→ Document excerpt
Friday, October 07, 2005

LIFE WILL FIND A WAY

Phnom Penh continues to get its props from the rest of the world, as today's edition of The Cambodia Daily informs me that The Economist Intelligence Unit, affiliated with The Economist magazine, has ranked this fair city as one of the least liveable cities in the world, achieving a position of 122 out of 127, behind the capital of Zimbabwe and ahead of Port Moresby in Papua New Guinea. (Ah, but Baghdad and Kabul were not included in the list; surely this town is better than those towns.) The cities were assessed on stability, health care, culture, environment, education and infrastructure. Apparently, well, Phnom Penh blows.

But this is the thing friends and neighbours, ladies and germs: What are we to make of this distinction? If I was safe and sound back home in the St.Catharines of my childhood, I would take one look at a list like this and imagine Phnom Penh to be a place of perpetual destruction: explosions, rapes, murders and lawlessness. (The kind of place I imagined Beirut to be as a kid.)

→ Exercises
1) Could you set down the part of the Phnom Penh post starting with "Friday, October 07, 2005" and going on through "Phnom Penh blows.", word for word?
2) Please answer these questions about the Phnom Penh post.
(a) Which newspaper reported the ranking?
(b) What position out of 127 did Phnom Penh receive?
(c) Which city did the writer imagine as a kid to be a place of destruction?
The rows that come after this have nothing to do with the Phnom Penh post.

→ Supplied data
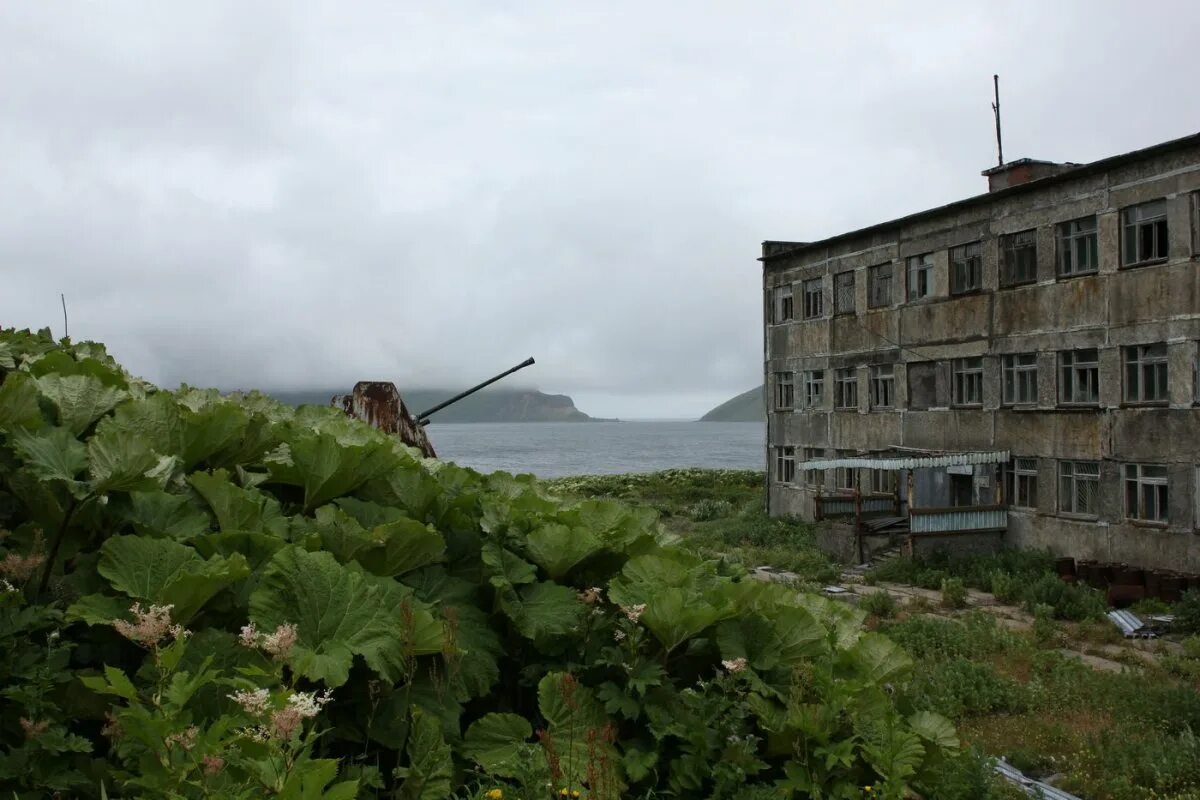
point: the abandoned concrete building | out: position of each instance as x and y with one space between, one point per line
1017 368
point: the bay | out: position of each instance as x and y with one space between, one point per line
561 449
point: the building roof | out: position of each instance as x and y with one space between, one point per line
1073 173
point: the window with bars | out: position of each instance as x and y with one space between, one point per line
814 388
814 299
814 476
921 276
1020 379
1021 482
882 385
1079 487
966 268
785 464
1019 258
845 388
781 302
785 391
844 293
1146 373
1079 251
879 286
967 380
1146 492
1079 377
1144 234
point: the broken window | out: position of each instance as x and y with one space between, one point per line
785 464
921 276
967 380
882 385
1146 373
1020 379
785 391
1079 487
1079 252
783 304
966 268
814 388
845 388
1079 377
1144 233
1021 482
1019 258
1146 492
844 293
879 286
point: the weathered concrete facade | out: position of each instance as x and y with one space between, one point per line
1135 302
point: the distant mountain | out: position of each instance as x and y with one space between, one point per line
487 405
747 407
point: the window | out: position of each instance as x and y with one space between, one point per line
1079 380
1020 379
1144 233
845 477
1146 373
785 464
879 286
844 293
1079 487
882 385
783 304
814 388
785 391
845 388
921 276
1146 492
1021 482
1078 250
966 268
967 380
1019 258
814 299
814 476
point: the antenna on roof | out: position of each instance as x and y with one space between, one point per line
995 107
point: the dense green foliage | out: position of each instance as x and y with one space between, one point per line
222 596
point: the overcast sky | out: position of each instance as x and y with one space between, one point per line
303 194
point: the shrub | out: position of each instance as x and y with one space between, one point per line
954 594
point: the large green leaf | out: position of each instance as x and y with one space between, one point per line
52 453
557 548
341 612
79 400
165 572
497 743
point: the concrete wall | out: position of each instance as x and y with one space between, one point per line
1108 311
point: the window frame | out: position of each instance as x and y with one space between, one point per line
876 379
1008 252
1075 368
972 265
1135 364
785 391
1069 477
807 293
840 293
1012 372
873 286
922 266
1161 238
1134 477
1066 238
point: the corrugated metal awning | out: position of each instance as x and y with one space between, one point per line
915 461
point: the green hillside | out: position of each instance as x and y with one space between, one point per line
747 407
489 405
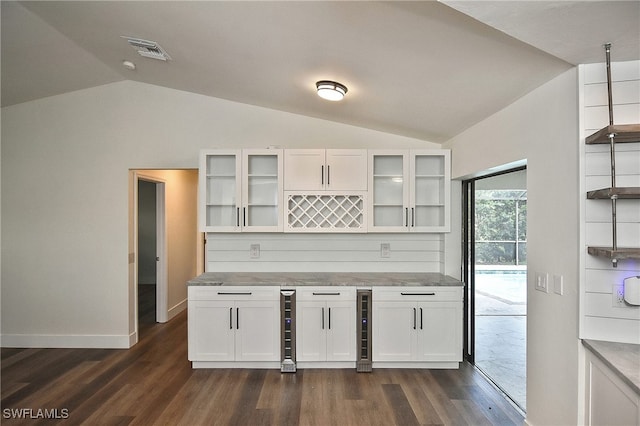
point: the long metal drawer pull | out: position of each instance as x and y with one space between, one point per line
414 318
418 294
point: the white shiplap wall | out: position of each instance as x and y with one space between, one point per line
599 318
289 252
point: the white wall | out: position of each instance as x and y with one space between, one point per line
600 320
541 128
65 195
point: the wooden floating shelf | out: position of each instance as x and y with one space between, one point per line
625 133
620 254
631 192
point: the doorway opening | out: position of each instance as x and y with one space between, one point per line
151 272
495 208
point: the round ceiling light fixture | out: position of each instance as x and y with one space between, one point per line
331 90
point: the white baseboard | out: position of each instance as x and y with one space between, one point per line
67 341
175 310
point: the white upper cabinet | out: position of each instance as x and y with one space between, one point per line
409 190
325 170
241 190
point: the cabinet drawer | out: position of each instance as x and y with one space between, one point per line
234 293
423 294
325 293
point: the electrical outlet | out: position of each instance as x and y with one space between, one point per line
254 251
385 250
618 296
542 282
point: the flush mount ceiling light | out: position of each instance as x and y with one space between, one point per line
330 90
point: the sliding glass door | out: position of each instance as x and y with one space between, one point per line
496 273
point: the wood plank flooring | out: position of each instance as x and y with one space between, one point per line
154 384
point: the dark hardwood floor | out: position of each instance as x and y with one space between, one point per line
153 383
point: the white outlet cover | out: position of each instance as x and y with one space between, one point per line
632 291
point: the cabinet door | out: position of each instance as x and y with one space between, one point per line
311 331
346 169
388 191
440 331
220 190
341 328
304 169
211 331
262 190
257 330
430 176
394 331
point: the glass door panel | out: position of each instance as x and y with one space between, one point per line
221 191
262 190
388 191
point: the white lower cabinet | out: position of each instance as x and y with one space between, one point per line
609 400
417 326
233 326
326 326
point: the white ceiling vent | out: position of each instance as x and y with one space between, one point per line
147 48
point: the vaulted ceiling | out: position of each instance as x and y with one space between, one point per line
422 69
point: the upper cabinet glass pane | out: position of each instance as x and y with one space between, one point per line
221 165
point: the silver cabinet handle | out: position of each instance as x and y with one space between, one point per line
417 294
414 318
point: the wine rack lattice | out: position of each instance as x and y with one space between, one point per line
307 212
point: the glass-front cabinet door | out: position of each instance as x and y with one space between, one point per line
262 190
388 183
220 190
410 190
430 192
241 190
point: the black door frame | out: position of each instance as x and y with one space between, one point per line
468 258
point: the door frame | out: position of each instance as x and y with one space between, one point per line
468 253
162 313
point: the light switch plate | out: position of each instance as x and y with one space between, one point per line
254 251
558 284
542 282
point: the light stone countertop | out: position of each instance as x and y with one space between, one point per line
324 279
622 358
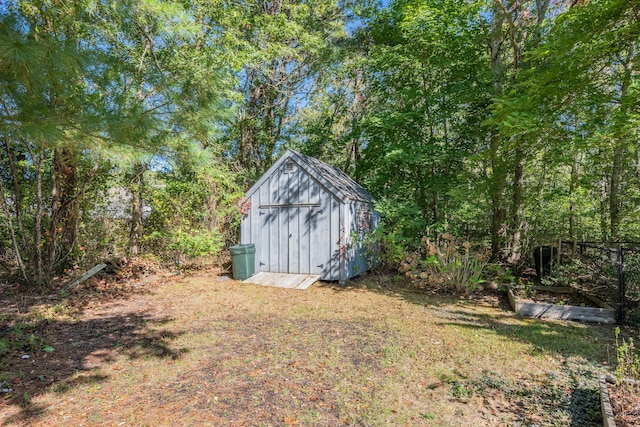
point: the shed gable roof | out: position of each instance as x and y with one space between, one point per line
332 178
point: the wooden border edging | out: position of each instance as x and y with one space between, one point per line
605 404
602 314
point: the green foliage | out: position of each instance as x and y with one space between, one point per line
627 358
192 244
20 340
455 265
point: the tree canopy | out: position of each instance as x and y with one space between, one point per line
501 121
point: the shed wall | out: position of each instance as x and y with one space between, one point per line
296 225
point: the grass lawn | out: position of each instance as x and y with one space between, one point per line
206 351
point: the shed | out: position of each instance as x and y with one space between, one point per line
308 217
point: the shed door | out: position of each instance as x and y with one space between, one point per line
288 239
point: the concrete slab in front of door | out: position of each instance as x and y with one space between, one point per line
284 280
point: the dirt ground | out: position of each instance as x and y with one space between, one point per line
206 350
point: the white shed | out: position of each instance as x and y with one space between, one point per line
307 217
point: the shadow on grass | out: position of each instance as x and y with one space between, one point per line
76 351
491 311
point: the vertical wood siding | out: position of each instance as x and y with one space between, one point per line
299 226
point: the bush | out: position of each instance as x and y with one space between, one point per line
445 263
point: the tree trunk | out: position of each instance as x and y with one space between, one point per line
517 209
620 149
137 190
64 210
498 177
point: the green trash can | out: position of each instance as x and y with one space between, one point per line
243 260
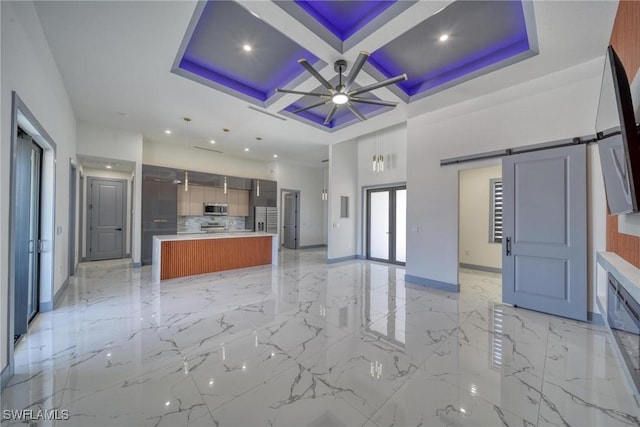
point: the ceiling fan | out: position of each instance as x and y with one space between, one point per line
342 93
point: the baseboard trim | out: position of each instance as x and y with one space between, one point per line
6 375
50 305
341 259
480 268
596 318
312 247
430 283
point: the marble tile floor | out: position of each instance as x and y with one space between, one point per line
310 344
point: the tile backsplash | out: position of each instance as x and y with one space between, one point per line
193 223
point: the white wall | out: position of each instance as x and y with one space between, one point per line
29 69
558 106
596 220
309 181
475 213
343 181
174 156
99 173
392 144
100 141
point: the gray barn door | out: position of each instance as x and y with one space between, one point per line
290 220
106 208
544 258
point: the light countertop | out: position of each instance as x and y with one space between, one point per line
216 235
627 274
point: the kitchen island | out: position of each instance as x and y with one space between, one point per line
189 254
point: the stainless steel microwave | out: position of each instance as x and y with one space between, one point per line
215 208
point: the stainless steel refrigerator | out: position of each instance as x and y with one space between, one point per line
266 219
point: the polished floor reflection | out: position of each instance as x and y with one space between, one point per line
311 344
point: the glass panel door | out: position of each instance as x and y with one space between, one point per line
379 225
386 224
34 232
401 225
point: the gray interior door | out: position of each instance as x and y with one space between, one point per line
106 207
544 262
27 232
290 220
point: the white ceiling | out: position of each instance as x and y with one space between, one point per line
115 59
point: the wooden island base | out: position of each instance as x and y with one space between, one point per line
188 255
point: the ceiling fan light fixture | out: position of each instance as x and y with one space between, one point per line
340 98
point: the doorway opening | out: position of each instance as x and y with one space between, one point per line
31 234
480 228
290 219
72 217
387 224
106 205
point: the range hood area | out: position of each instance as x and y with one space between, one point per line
163 202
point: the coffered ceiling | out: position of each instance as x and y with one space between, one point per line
143 66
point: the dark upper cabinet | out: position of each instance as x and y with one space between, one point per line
268 193
267 197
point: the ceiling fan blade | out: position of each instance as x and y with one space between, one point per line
357 66
297 92
299 110
383 83
355 111
333 110
315 74
373 101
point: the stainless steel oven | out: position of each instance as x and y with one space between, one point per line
215 209
623 315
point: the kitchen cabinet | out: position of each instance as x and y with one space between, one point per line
210 195
183 201
196 200
238 201
214 195
190 202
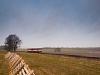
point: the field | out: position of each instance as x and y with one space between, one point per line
4 66
45 64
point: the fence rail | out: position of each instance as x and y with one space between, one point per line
18 65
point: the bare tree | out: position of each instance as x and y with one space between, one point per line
12 42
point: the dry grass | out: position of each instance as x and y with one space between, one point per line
4 66
44 64
59 65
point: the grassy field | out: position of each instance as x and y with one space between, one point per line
4 66
44 64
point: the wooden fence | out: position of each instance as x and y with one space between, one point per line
18 65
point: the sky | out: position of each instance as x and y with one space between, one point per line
51 23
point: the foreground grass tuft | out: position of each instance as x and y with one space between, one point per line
44 64
4 66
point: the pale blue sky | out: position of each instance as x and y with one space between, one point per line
51 23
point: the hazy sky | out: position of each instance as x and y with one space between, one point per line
51 23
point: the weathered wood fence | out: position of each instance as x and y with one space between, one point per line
18 65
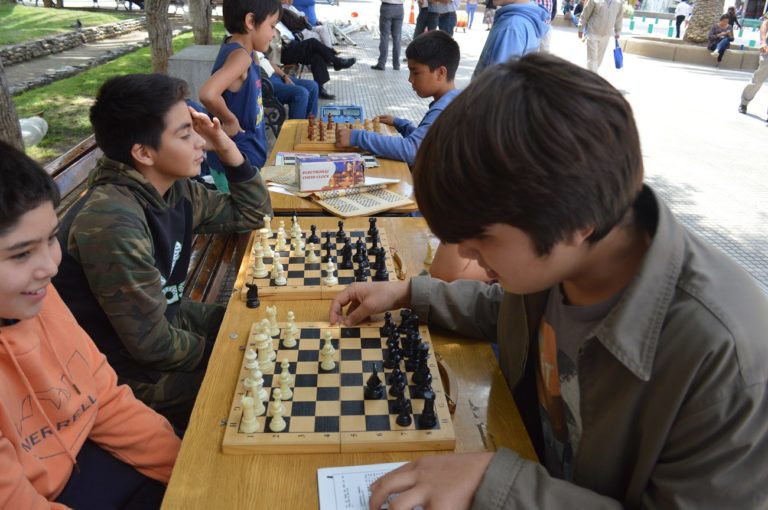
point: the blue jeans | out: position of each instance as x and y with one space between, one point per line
301 97
390 22
471 8
445 22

→ Written responses
1)
Friday, October 07, 2005

LIFE WILL FIND A WAY

Phnom Penh continues to get its props from the rest of the world, as today's edition of The Cambodia Daily informs me that The Economist Intelligence Unit, affiliated with The Economist magazine, has ranked this fair city as one of the least liveable cities in the world, achieving a position of 122 out of 127, behind the capital of Zimbabwe and ahead of Port Moresby in Papua New Guinea. (Ah, but Baghdad and Kabul were not included in the list; surely this town is better than those towns.) The cities were assessed on stability, health care, culture, environment, education and infrastructure. Apparently, well, Phnom Penh blows.

2)
(a) The Cambodia Daily
(b) 122
(c) Beirut